╭─ Supplied material
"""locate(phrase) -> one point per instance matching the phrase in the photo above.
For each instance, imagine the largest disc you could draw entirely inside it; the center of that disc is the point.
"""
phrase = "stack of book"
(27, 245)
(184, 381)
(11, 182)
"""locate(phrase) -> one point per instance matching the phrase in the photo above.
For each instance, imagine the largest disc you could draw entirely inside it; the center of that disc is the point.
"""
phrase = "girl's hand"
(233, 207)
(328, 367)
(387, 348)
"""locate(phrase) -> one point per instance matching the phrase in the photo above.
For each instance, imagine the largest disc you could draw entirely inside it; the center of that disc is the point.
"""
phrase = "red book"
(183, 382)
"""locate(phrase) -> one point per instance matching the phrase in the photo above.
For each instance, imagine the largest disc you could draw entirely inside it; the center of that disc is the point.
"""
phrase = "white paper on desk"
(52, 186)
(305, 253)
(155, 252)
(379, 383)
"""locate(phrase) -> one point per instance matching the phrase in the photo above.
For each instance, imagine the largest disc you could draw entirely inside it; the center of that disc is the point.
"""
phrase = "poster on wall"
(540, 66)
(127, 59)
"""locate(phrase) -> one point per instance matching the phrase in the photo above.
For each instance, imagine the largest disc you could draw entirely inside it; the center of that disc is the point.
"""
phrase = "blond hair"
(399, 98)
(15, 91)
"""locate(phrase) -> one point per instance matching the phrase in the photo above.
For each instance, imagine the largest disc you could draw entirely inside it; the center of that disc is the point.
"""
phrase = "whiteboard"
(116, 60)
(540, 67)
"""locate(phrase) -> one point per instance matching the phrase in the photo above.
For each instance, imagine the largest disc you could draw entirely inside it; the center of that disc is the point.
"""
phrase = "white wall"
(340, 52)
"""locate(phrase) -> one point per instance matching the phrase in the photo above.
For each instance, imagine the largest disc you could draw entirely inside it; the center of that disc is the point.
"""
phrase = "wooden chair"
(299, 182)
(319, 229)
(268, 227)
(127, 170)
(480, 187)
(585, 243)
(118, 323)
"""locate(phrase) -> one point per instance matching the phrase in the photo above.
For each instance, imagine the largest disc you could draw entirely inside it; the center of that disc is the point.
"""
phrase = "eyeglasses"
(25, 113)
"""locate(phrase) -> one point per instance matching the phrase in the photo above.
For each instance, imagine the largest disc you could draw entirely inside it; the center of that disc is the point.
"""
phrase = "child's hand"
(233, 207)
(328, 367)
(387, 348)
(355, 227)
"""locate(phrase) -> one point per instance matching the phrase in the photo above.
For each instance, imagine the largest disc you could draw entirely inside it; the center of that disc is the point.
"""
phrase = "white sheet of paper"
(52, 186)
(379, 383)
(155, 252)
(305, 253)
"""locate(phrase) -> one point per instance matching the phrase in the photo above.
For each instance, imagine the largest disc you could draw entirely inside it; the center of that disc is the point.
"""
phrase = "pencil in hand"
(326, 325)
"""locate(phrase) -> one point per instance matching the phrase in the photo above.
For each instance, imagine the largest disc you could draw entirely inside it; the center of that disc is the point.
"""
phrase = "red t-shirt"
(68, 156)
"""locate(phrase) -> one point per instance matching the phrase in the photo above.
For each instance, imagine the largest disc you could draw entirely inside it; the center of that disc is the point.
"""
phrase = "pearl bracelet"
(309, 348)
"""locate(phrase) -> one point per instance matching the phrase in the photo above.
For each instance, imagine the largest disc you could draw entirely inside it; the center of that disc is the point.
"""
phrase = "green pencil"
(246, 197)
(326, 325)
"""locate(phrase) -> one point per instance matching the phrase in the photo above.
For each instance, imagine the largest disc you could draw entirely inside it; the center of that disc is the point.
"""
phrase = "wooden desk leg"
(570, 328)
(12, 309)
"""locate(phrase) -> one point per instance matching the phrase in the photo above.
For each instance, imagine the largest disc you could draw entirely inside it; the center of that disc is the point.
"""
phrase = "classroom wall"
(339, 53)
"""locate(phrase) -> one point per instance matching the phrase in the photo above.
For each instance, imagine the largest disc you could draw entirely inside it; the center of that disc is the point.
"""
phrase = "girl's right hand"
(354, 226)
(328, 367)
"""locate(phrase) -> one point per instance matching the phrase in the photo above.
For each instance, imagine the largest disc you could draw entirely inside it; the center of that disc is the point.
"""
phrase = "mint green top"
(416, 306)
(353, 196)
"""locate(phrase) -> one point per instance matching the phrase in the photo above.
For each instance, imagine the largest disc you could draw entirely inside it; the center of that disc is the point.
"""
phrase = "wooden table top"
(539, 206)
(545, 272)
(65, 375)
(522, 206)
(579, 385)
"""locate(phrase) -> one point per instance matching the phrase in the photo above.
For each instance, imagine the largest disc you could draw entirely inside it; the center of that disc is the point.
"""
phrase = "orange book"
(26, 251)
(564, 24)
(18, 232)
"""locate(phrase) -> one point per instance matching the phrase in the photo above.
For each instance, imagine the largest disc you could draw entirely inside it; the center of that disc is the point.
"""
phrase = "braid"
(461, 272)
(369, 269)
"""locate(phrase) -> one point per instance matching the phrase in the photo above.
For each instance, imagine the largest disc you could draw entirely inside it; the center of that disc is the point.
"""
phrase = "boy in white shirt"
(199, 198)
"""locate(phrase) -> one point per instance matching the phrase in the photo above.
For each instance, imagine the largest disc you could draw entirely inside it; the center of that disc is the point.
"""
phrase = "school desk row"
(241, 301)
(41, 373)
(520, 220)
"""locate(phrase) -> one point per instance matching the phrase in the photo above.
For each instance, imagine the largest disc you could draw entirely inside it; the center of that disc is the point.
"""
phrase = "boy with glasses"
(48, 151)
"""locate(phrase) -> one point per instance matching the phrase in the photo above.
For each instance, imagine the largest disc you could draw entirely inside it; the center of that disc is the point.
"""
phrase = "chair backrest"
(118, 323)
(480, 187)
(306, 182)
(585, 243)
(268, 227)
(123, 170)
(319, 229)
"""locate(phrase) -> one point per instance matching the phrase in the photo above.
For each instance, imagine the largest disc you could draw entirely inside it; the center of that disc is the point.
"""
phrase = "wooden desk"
╰─
Aim of the exercise:
In full and without any edits, output the material above.

Task result:
"""locate(phrase) -> one point per instance matching the phrase in the photo above.
For each instance, imagine the largest disc you could draw entirely inside it; the center of that disc is the point.
"""
phrase = "stack of book"
(27, 245)
(184, 381)
(11, 182)
"""locate(phrase) -> one point per instance matching the phrase in the photo above.
For each instance, imagine the largest disc you could draw entirely inside it; the center of that disc is the point.
"""
phrase = "girl's hand"
(233, 207)
(328, 367)
(387, 348)
"""locate(phrase) -> one point per instance matching the phrase in the photo above.
For each instance, imagine the largest disc you could draw entirely inside it; the center of that disc is the point.
"""
phrase = "red book"
(183, 382)
"""locate(phrase) -> one point per instance matching the phrase in the photo above.
For each instance, imagine the largest disc you could draw entirely inside it; the center of that disc is the point.
"""
phrase = "white paper on desk"
(52, 186)
(305, 253)
(155, 252)
(379, 383)
"""locate(phrase) -> one point per instance matching the phrase in the photo above.
For each instance, imagine the largest disc you could draw entirely inside it; the center of that disc is the point.
"""
phrase = "poster on wall"
(540, 66)
(127, 59)
"""locate(phrase) -> one point per instance matching the phrase in the photo above.
For each instance, imagine the largest disc you could draw entirely inside it; the center of that disc is the point.
"""
phrase = "blond hair"
(399, 98)
(15, 91)
"""locate(phrase) -> one point per instance matching the phrase in the photo above.
For each instance, imagine the largest disc you could draw entirely inside it; the center of that disc is the point.
"""
phrase = "whiteboard"
(116, 60)
(540, 67)
"""locate(phrase) -> one point per instance matching the phrase in the photo above.
For each instance, imagine the largest disc you could draw entirely inside it; the center of that disc is the point.
"""
phrase = "white wall"
(340, 52)
"""locate(phrase) -> one point per instance matching the phrase in the photo above.
For each instance, imagine the largest disc you could draw entirely inside it; the center of that disc is the point.
"""
phrase = "wooden chair"
(299, 182)
(319, 229)
(268, 227)
(127, 170)
(480, 187)
(585, 243)
(118, 323)
"""locate(phrase) -> one point per instance matching the phrase in the photo above.
For each instance, imagine the largest disc you could draw entirely inside it; the center of that disc is the point.
"""
phrase = "eyeglasses"
(25, 113)
"""locate(phrase) -> one point per instance matching the phrase in the photo above.
For each instance, imagine the largest disc you could draw entirely inside it; the center of that disc is the point.
"""
phrase = "child's hand"
(233, 207)
(328, 367)
(387, 348)
(355, 227)
"""locate(phrase) -> one point per instance matching the phrase in the photo above.
For each instance, imagine the largest disc you could draw entirely inside it; the center of that disc is the point.
"""
phrase = "white sheet of paper"
(52, 186)
(379, 383)
(155, 252)
(305, 253)
"""locate(phrase) -> one point per instance matching the phrase in the photo above.
For each instance, imagine the largest disc you could draw entirely inside it; the center of that disc is the point.
"""
phrase = "pencil in hand"
(326, 325)
"""locate(phrase) -> one point per instance matching the phrase in the photo above.
For each instance, imagine the largest disc you could draw entirely inside it; the center of that disc is the point.
"""
phrase = "red t-shirt"
(68, 156)
"""locate(phrase) -> one point per instance matching the phrase in the photo above.
For each instance, imagine the largest disc you could draw entirely inside it; the center of that disc is the point.
"""
phrase = "pearl bracelet"
(309, 348)
"""locate(phrase) -> one point per instance matching the phrase in the photo above.
For each instance, imagine the largest disc you could draw entirely inside it; the center of that disc is the point.
"""
phrase = "green pencil"
(246, 197)
(326, 325)
"""locate(phrase) -> one point per instance matching the phrase in the photo above.
For each instance, imagine the largest disc you could draw entirely inside it; the center of that disc is the point.
"""
phrase = "wooden desk leg"
(570, 328)
(12, 309)
"""locate(phrase) -> one point per instance matching the phrase in the photo above.
For each instance, imagine the largest disc you could draw entirely inside it; the center of that disc is the point.
"""
phrase = "classroom wall"
(339, 53)
"""locate(phrase) -> one point per instance matching the phrase in the photo above.
For each instance, imagine the largest disc you could draw entirely inside it; the center of that disc is the point.
"""
phrase = "girl's right hand"
(354, 226)
(328, 367)
"""locate(phrase) -> one point per instance matching the phrase in the photo above.
For each instance, imagine the largest disc you could draw entirely inside it; the center of that disc is the point.
"""
phrase = "mint green top"
(416, 306)
(353, 196)
"""locate(phrase) -> one point per instance matching the phrase in the photo above.
For each instance, imagine the largest disc you could draw entirely inside it; the center of that disc is the point.
"""
phrase = "wooden table top"
(539, 206)
(545, 272)
(65, 375)
(522, 206)
(579, 385)
"""locate(phrase) -> one point per instance matching the phrase in the photo above.
For each instance, imagine the largest disc you could draw entirely inside it; the center of that disc is the point.
"""
phrase = "orange book"
(26, 251)
(564, 24)
(18, 232)
"""locate(phrase) -> one point per instance matching the phrase in the photo above.
For each instance, imagine the largest disc you could draw entirely inside it; the center of that disc is the point.
"""
phrase = "braid"
(461, 272)
(369, 269)
"""locate(phrase) -> one point per instance matching the phrase in the photo above.
For each instance, imagine the largest disc you could draw entirely inside it; the center of that disc is the point.
"""
phrase = "boy in white shirt"
(199, 198)
"""locate(phrase) -> one point per instance matching the phrase in the photo above.
For each instance, imagine the largest disc you could draw entirely inside it; the center of that disc is the point.
"""
phrase = "school desk row"
(241, 301)
(41, 373)
(520, 220)
"""locate(phrase) -> one point per instance matching the phrase in the photo above.
For each instance, imagine the largest disc you could draw entirely inside it; the center of that disc is the point.
"""
phrase = "boy with glasses"
(48, 151)
"""locate(phrase) -> one point per instance matching the phrase in the photo above.
For each instance, imagine the largest disc you could draw entirely inside it; the center of that disc is the point.
"""
phrase = "chair backrest"
(118, 323)
(480, 187)
(306, 182)
(585, 243)
(268, 227)
(123, 170)
(319, 229)
"""locate(phrase) -> one point per instance matching the phrase in the photo above.
For each instance, imagine the largest disc you could draw entirely inside it; the center of that disc is the point.
"""
phrase = "wooden desk"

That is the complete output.